» Written exercise:
Nothing but the lines from the one with "Target: italian flag banner" to the final line should be returned, each exactly as it appears.

····················

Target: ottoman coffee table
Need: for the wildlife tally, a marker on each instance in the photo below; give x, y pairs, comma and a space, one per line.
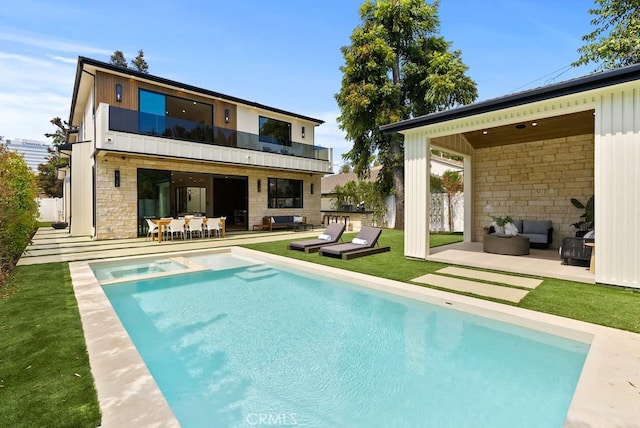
506, 244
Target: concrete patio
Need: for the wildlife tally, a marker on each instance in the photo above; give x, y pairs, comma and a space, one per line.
544, 263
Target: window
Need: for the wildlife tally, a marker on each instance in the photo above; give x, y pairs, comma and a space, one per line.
170, 116
285, 193
274, 131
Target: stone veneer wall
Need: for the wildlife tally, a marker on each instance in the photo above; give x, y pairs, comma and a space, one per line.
534, 181
117, 207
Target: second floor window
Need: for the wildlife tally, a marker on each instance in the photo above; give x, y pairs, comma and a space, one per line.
274, 131
285, 193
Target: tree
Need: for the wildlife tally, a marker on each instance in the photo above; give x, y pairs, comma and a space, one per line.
616, 40
452, 183
18, 207
139, 63
118, 59
396, 67
47, 178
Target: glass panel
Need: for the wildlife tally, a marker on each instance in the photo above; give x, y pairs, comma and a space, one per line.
274, 132
152, 113
285, 193
191, 200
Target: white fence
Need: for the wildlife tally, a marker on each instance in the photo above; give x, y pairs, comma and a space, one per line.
51, 209
439, 214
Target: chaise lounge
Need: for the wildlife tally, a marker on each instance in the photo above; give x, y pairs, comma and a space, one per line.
362, 245
331, 235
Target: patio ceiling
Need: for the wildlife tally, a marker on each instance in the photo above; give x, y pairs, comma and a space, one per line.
544, 129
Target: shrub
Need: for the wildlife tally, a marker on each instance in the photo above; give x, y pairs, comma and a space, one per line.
18, 208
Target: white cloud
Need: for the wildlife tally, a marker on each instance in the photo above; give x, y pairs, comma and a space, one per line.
33, 90
48, 43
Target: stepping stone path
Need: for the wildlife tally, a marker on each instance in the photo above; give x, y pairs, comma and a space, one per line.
496, 286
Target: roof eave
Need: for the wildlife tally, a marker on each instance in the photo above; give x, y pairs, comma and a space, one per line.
569, 87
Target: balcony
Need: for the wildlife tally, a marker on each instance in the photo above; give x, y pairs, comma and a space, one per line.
134, 122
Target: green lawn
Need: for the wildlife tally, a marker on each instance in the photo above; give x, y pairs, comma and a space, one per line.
609, 306
45, 378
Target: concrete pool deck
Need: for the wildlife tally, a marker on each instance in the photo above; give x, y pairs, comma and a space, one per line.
607, 394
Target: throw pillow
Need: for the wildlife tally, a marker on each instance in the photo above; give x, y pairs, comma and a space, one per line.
510, 229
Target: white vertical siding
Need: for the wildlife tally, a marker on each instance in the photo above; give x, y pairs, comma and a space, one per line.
416, 187
467, 234
617, 188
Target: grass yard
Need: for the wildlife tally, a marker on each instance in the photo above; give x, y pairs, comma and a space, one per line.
45, 378
609, 306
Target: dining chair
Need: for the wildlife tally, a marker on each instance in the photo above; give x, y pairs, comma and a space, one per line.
176, 226
194, 226
212, 225
153, 228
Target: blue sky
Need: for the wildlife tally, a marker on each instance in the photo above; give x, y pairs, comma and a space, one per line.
282, 53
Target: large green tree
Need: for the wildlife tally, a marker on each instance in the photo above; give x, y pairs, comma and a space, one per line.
138, 63
615, 42
396, 67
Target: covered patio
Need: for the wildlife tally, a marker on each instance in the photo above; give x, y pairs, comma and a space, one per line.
527, 155
543, 263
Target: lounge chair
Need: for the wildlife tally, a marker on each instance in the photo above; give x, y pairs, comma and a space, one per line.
362, 245
333, 234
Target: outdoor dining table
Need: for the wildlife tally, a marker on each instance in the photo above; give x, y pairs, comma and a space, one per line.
164, 222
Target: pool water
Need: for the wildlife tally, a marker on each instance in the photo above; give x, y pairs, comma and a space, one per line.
259, 345
107, 271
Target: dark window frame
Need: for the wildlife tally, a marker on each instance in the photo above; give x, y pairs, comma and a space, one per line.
278, 135
285, 193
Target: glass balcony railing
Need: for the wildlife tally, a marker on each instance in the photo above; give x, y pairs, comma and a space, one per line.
136, 122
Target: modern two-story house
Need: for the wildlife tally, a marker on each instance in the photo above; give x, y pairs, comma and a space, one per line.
143, 146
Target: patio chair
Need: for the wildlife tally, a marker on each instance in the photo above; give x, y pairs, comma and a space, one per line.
176, 226
194, 226
574, 252
362, 245
153, 228
212, 226
331, 235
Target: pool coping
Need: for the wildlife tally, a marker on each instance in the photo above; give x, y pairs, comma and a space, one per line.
607, 393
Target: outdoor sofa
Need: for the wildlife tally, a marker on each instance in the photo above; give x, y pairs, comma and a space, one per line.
331, 235
539, 232
363, 244
276, 222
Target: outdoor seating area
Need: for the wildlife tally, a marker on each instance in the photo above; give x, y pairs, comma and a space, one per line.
364, 244
186, 227
287, 222
331, 235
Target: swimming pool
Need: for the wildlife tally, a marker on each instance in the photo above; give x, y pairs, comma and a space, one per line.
232, 347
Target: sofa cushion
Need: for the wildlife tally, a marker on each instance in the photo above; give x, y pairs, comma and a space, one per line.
536, 227
518, 224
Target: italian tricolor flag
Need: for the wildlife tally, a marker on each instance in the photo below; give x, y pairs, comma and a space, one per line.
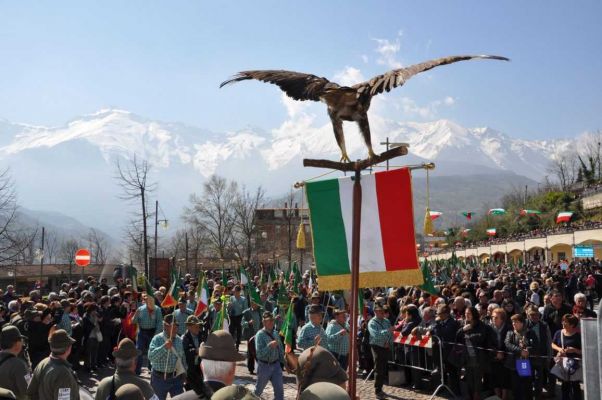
387, 240
435, 214
202, 295
564, 216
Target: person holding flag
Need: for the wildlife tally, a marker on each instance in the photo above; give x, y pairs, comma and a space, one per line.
270, 356
236, 306
202, 297
149, 319
312, 332
251, 324
337, 334
166, 355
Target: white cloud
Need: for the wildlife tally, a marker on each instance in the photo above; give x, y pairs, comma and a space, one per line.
449, 101
349, 76
430, 110
387, 51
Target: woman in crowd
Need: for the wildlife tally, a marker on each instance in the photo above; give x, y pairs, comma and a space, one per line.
474, 335
521, 342
499, 377
567, 344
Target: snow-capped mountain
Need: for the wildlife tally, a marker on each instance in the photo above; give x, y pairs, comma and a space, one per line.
121, 133
71, 168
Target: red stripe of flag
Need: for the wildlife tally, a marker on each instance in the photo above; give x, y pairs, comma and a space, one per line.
396, 214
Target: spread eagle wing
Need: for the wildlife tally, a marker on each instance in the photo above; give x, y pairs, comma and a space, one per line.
297, 85
398, 77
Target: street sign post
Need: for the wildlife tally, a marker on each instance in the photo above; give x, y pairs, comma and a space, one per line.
82, 257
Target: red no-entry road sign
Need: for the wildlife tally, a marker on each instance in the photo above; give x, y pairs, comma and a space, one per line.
82, 257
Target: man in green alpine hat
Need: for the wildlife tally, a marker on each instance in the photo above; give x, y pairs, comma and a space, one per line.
251, 323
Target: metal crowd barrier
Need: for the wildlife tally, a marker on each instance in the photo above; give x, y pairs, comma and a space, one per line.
420, 354
591, 349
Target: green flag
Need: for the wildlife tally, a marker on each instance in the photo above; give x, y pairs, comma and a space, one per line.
287, 329
254, 294
282, 295
428, 285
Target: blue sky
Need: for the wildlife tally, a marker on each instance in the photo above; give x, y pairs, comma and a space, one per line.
165, 60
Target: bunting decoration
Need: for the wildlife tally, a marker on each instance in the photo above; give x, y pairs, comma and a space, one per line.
525, 212
428, 228
435, 214
564, 216
496, 211
468, 215
388, 243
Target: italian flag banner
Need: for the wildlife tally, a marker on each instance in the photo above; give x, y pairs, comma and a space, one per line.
387, 238
564, 216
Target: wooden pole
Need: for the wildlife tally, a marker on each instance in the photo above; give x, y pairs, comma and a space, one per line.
357, 168
355, 278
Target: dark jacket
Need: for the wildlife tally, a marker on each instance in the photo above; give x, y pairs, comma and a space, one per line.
446, 331
476, 338
194, 376
516, 343
496, 343
544, 342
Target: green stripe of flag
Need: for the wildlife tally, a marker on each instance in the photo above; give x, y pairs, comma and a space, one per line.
328, 228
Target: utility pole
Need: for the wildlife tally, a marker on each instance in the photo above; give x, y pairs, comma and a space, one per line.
42, 258
186, 249
156, 228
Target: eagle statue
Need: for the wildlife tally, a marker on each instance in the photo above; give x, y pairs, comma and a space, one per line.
346, 103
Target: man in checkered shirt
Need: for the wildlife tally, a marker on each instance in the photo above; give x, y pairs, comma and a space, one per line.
381, 340
310, 332
165, 352
337, 334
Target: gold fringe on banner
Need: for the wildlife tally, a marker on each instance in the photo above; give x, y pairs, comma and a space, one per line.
407, 277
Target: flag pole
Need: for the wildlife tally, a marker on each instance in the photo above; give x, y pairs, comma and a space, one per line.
355, 278
357, 168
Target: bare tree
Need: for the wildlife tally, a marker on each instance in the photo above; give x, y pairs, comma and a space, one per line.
51, 245
15, 242
214, 213
245, 231
67, 250
565, 167
99, 248
133, 180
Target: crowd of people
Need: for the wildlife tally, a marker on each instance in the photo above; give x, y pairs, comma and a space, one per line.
487, 321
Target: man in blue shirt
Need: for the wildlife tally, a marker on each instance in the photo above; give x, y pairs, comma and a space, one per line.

····················

» Full answer:
Target: italian flag banner
Need: for the wildlife tally, a marker on each instance in the photo above; give x, y pairs, comma and a space, one per line.
387, 238
564, 216
Target: wooden pole
Need: for the wildlife tally, a marker on each instance in the photo above; give x, y pairs, comma and a space, one per line.
357, 168
355, 278
Target: dark jacket
Need: for the wildlife tally, a marker on each instance in the photo above; give x, y pairs, comma and a space, one per line.
446, 331
476, 338
194, 376
516, 343
496, 343
544, 342
Target: green stripe of flag
Need: for the wildlife tally, a marker on each instance in the photo above; give x, y pairs, comma and a space, one per line.
328, 228
Target: utility pole
Need: for the wildlife tally, a marker on each instance in the photo above; give x, y pairs, comma and a space, one per line.
42, 258
186, 249
156, 228
Target: eagle statue
Need: for the wildlife tally, a marker on each instance in the photo above; give x, y pairs, comma and a space, one per line.
346, 103
Target: man in checkered shirt
Need: for the wildlife tally, a marker on each instance in the photo above; give x, y pairs, comma and a space, one per line.
381, 340
310, 332
165, 352
337, 334
Target: gold fringe on banner
Need: for the wildlife tally, a marker on each instance in the photo above; give x, y pairs, comma and a space, one per line.
407, 277
Target: flag pole
Need: for the wildlife tally, a marker on each instance in the photo above; give x, y pairs, comma and a space, one per line.
355, 278
357, 168
Target: bare tree
Need: for the wildlife tally, a marker on each instance in the photo above; give x, y pairs, comma and a space, one per line.
51, 245
15, 242
214, 213
245, 231
67, 250
565, 167
99, 248
133, 180
Target: crowd of people
Need: for the wildlife tally, a marker on each instance in the photo above; give x, y pairs, comma and a space, one per line.
487, 321
Target: man in blue shirt
Need: for the wildlife tally, a marker on each instance in the photo above; give x, y pairs, comma and a space, one per line.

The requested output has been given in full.